### DATASET

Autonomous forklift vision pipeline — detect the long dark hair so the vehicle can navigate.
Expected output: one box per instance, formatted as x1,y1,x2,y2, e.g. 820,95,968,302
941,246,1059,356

==

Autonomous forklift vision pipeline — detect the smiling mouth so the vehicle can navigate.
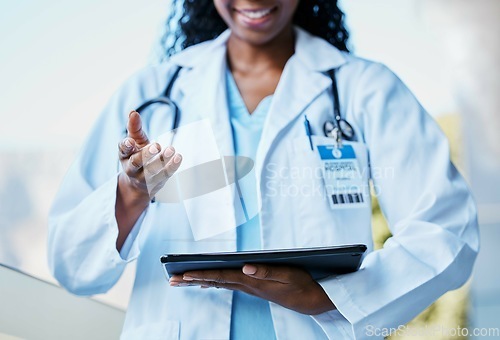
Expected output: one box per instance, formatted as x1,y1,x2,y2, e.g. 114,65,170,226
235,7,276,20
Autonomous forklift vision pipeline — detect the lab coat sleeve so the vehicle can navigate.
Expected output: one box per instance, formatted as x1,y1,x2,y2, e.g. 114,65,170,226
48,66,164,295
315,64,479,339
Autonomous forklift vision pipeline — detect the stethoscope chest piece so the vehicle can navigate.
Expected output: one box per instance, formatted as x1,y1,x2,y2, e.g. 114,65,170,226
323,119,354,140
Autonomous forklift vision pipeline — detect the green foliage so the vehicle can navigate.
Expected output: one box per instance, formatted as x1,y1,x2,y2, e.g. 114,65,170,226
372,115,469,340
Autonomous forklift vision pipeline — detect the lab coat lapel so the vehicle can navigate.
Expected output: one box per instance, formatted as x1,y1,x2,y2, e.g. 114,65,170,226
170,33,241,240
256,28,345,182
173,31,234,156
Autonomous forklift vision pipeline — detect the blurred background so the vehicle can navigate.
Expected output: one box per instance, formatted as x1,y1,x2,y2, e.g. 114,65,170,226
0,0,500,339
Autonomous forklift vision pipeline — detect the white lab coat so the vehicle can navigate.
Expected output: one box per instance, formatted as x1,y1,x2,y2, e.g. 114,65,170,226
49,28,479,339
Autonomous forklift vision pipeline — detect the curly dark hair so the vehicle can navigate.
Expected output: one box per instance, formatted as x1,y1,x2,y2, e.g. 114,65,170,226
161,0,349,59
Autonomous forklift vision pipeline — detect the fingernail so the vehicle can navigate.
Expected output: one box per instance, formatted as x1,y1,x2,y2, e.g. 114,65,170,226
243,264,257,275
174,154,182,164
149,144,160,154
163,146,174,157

### EXERCISE OBJECTIVE
Can you output the records, unchanged, between the line containing "Autonomous forklift vision pipeline — detect the lab coat sleeve" and the line containing "163,146,174,157", inclusive?

### ANSWER
Autonomous forklift vision pipeline — detect the lab coat sleeve so the vehicle can navigate.
Expected output: one box per instance, formatted as x1,y1,x2,y2, e.g. 114,65,170,226
48,66,164,295
315,64,479,339
Autonomous forklift vision pipeline — detect the stethoscope chest piece so the vehicle can navigate.
Expected output: one box per instance, formatted as x1,y1,x2,y2, e.g. 114,65,170,226
323,119,354,140
Autonomous forklift vision pipeline — detect the green foliage so the vehicle can navigate.
Expected output: one box per instance, formatted as x1,y1,x2,y2, e.g. 114,65,170,226
372,115,469,340
Autonomous forklift vision pipeline — detect the lab coat lapel so the vehicle can navigate.
Expected output: one box per instance, formatted as x1,y1,x2,y2, e.g. 114,65,170,226
170,33,241,240
256,28,345,182
173,31,234,156
Autonomous forklift vision pipeline — detect the blurred background so the vehicle can navigate.
Expected output: one box per instance, formatted as x1,y1,x2,y2, e.g. 114,65,170,226
0,0,500,339
Autonomous forklift vision pipeline — detect the white lab coat so the vehicle can navigate.
Expected output: one box per instance, formatted as x1,y1,x2,y2, e.g. 114,65,170,226
49,28,479,339
Autonomous forklift vision pipeline — detect the curly dark hair so the vehicle can navigate.
Expected output: one box per instance, formatted as x1,y1,x2,y2, e.g. 114,65,170,226
161,0,349,59
Autonomous forklift vision pipeline — detect the fingernail so the vehicle can navigate.
Expected output: one box per instance, formatted as x1,y1,x2,y2, e.g. 114,65,170,226
243,264,257,275
174,154,182,164
149,144,160,154
163,146,174,157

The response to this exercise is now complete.